** Opening ENTRIES SHOWN block **

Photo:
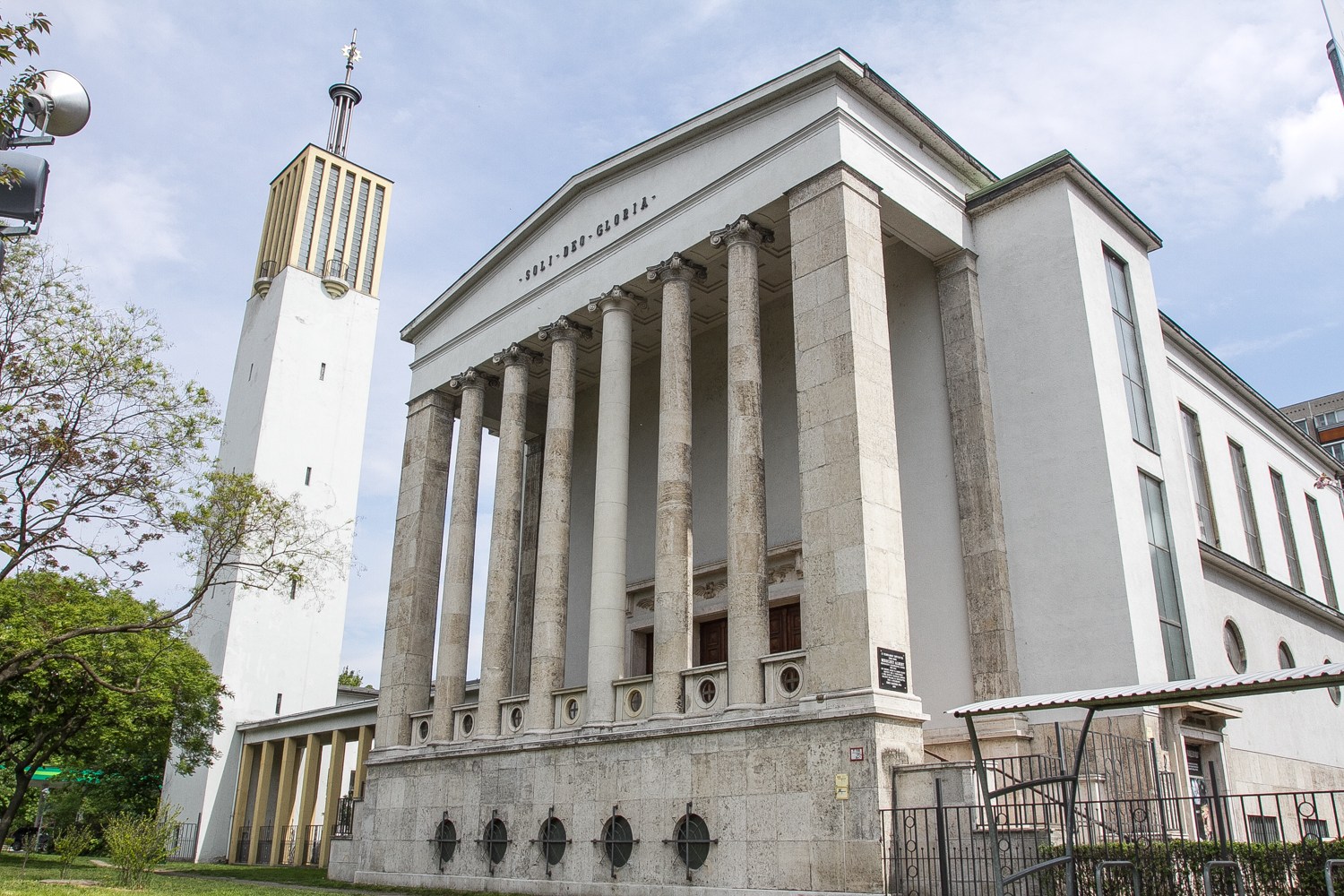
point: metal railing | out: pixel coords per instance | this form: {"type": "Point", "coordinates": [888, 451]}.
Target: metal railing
{"type": "Point", "coordinates": [183, 847]}
{"type": "Point", "coordinates": [343, 829]}
{"type": "Point", "coordinates": [1277, 842]}
{"type": "Point", "coordinates": [312, 845]}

** Closing ENTRIES SHOWN block **

WHAT THIS TASK INVOLVES: Would you reproduce the lines above, from the very first through the line containing "point: metal railing", exactly and without the pictures?

TASK RESULT:
Photo:
point: metal railing | out: pixel coords per instance | this form: {"type": "Point", "coordinates": [888, 451]}.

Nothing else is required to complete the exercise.